▶ REQUIRED TASK
Find each line below that contains the string "tail" and copy all of those lines in full.

▶ DATA SUPPLIED

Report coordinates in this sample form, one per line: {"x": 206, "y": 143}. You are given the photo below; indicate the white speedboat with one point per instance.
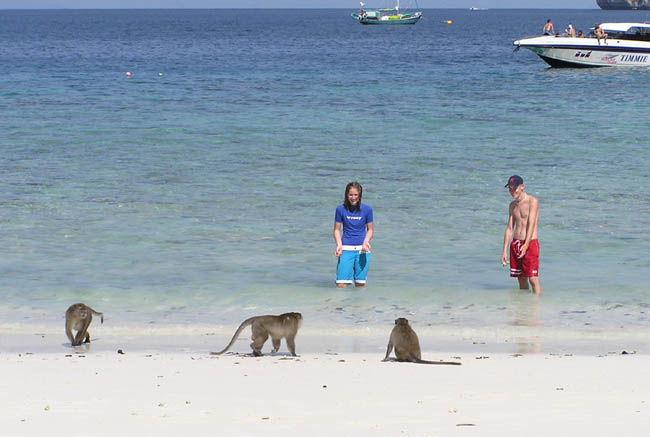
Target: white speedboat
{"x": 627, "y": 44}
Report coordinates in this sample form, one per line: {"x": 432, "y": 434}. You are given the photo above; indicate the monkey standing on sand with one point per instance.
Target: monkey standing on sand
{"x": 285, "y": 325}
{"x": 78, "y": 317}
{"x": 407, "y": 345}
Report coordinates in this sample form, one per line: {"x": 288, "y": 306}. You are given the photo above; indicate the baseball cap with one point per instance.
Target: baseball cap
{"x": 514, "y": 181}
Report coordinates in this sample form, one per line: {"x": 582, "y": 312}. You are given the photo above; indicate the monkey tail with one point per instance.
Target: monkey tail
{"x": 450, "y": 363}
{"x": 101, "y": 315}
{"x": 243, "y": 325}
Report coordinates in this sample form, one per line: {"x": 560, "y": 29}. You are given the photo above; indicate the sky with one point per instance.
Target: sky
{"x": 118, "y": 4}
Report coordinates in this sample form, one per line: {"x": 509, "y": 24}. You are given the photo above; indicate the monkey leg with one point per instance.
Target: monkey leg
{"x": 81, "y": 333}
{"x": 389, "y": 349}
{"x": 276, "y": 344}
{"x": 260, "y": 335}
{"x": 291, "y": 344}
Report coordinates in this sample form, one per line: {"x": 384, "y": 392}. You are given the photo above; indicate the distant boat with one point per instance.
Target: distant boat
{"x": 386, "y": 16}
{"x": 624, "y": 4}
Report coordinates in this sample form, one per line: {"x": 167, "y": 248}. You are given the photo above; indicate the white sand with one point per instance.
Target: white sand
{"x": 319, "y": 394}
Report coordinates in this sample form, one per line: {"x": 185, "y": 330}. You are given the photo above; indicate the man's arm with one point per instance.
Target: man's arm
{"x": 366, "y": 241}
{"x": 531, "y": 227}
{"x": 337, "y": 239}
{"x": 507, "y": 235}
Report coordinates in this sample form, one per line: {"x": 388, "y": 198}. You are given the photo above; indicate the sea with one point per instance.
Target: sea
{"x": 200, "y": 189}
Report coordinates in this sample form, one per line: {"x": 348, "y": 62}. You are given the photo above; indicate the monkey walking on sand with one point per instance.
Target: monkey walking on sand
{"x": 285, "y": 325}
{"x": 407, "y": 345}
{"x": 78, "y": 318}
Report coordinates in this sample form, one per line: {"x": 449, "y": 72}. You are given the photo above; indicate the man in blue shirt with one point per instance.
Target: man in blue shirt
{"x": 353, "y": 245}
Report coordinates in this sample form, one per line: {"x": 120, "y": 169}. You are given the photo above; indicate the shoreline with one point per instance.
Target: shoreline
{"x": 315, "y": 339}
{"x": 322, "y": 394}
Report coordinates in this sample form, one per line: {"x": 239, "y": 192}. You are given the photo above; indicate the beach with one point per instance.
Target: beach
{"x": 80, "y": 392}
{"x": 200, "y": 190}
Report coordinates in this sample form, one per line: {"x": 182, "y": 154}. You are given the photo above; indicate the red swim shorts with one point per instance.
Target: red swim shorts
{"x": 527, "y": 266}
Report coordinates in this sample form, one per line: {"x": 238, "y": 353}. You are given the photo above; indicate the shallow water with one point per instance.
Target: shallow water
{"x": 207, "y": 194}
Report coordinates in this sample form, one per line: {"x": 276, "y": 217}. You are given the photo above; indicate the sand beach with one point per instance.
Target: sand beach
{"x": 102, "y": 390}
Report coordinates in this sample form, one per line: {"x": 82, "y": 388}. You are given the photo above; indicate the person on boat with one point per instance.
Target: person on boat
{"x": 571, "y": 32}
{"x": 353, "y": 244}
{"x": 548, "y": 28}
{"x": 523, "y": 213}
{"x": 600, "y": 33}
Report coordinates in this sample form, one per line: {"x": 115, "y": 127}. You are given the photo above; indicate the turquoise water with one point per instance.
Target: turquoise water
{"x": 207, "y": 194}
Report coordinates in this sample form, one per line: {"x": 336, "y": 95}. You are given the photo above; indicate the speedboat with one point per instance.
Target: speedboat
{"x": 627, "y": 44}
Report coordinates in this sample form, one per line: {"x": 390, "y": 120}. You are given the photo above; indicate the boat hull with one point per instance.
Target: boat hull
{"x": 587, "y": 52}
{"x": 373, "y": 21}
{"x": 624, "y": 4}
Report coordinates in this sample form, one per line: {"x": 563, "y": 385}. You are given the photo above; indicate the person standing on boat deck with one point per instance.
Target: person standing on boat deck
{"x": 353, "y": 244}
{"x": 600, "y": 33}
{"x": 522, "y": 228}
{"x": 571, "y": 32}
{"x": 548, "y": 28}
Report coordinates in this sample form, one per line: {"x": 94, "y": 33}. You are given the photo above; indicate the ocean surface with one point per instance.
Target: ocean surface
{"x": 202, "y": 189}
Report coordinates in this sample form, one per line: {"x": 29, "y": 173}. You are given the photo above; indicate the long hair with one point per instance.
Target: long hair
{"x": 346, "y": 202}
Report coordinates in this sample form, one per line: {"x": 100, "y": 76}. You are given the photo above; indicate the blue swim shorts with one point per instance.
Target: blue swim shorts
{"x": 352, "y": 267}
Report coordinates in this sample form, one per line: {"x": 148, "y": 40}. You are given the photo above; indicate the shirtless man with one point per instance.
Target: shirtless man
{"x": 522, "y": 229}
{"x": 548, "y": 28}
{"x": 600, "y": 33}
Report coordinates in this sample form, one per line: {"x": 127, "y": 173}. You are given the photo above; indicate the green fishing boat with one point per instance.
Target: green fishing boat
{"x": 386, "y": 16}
--
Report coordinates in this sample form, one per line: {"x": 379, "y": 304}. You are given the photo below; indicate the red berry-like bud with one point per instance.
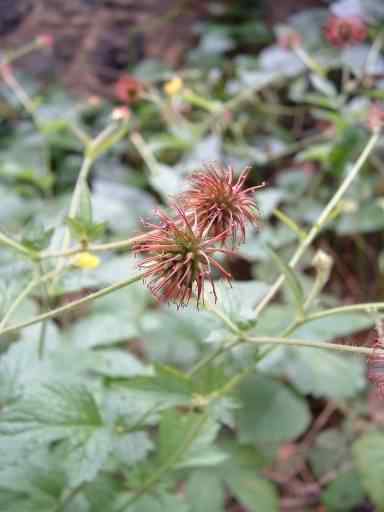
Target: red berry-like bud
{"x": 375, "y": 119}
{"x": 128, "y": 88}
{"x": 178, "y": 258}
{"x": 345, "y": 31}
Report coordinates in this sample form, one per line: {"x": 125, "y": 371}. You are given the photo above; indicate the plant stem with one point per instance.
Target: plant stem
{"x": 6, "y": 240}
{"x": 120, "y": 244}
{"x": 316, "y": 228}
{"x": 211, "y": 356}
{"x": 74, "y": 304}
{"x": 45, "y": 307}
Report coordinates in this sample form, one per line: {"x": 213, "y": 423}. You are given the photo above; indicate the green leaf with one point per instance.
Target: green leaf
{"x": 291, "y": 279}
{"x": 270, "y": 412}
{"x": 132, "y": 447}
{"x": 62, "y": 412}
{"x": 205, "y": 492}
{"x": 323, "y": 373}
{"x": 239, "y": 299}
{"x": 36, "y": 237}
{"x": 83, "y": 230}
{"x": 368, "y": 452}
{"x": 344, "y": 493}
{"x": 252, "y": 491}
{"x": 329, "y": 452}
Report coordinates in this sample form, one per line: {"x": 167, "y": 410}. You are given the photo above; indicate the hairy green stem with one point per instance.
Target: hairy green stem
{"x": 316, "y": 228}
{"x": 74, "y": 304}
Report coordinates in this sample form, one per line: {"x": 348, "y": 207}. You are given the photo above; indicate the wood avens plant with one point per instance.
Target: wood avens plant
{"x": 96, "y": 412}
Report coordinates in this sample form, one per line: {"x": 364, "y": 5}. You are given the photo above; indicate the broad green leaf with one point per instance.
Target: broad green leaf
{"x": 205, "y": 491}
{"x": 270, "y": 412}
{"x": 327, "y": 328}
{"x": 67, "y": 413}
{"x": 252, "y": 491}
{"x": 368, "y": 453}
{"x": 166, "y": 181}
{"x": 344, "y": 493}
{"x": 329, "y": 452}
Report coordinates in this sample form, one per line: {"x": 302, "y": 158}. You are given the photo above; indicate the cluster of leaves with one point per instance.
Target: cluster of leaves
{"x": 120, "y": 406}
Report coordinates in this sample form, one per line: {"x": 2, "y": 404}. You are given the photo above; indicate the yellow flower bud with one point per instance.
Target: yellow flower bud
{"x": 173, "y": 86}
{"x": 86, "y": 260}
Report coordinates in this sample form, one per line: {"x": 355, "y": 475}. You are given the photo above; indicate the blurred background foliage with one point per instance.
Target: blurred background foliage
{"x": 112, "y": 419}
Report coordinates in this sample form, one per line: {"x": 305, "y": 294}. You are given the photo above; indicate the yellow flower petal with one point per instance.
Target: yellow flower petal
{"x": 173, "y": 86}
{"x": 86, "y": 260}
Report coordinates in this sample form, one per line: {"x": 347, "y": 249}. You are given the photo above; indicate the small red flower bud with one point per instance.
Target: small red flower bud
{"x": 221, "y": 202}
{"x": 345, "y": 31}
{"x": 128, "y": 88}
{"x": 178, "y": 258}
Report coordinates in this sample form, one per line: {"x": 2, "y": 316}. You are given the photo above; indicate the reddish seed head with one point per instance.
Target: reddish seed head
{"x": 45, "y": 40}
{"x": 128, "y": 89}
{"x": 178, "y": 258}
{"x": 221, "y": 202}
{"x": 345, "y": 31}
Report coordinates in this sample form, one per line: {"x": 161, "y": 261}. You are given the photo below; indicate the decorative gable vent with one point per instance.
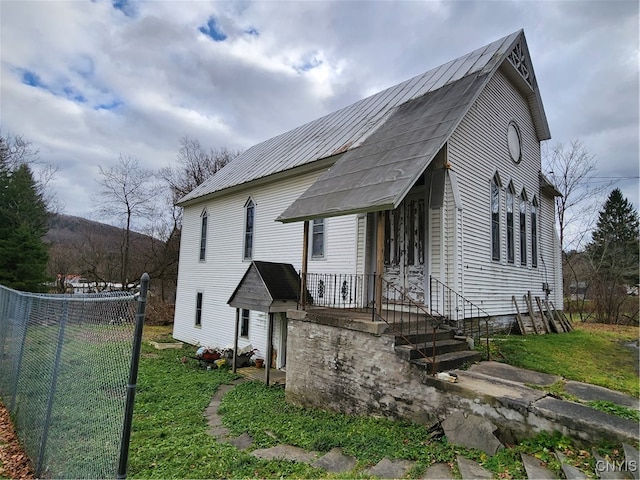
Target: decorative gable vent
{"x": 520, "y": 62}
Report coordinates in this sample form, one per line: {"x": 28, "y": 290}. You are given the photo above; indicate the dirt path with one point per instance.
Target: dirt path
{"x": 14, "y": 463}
==
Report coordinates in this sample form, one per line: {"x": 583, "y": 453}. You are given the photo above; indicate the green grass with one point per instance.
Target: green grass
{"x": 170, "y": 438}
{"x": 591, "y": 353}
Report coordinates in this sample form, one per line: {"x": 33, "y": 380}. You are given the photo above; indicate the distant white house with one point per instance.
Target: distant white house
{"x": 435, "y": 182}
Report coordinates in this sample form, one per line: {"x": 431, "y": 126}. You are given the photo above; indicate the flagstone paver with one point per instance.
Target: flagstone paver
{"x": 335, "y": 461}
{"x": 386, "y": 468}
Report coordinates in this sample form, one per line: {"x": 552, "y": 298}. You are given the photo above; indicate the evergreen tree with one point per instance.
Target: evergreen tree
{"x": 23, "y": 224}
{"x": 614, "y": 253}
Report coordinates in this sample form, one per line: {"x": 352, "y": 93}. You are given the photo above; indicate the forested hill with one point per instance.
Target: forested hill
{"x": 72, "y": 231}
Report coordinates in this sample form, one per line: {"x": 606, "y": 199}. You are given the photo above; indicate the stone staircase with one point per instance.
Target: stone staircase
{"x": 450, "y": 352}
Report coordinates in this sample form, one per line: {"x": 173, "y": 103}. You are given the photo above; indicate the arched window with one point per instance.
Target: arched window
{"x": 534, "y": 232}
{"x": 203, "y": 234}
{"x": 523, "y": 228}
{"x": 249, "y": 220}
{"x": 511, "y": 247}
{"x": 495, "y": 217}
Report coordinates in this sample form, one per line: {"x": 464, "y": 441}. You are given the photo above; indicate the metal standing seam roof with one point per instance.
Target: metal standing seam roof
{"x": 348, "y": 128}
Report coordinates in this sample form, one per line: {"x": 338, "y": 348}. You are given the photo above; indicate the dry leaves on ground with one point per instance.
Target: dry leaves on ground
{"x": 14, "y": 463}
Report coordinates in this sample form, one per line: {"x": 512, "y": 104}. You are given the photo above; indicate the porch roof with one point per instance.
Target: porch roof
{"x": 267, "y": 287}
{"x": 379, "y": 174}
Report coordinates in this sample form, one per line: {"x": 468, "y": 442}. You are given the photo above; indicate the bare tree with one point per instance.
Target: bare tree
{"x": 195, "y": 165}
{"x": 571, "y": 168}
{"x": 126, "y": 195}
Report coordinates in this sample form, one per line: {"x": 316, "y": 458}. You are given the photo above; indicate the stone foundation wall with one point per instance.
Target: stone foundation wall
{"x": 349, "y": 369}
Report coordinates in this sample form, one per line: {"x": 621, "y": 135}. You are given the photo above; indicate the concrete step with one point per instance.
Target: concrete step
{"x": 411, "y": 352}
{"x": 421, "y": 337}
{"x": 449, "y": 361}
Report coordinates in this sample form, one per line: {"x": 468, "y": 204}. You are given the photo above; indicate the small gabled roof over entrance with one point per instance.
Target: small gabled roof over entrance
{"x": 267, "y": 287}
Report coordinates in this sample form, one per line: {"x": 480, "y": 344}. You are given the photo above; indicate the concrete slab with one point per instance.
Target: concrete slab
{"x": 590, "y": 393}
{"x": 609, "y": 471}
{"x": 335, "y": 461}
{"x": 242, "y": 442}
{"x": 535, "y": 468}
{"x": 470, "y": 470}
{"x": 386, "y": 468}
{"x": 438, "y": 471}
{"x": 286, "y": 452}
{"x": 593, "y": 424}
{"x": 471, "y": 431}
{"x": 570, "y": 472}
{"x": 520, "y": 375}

▶ SOLUTION TO THE PROBLEM
Report coordinates in this sample form, one per line: {"x": 582, "y": 312}. You are given the photo above; indicate the monkey tail with one point per instance.
Target: monkey tail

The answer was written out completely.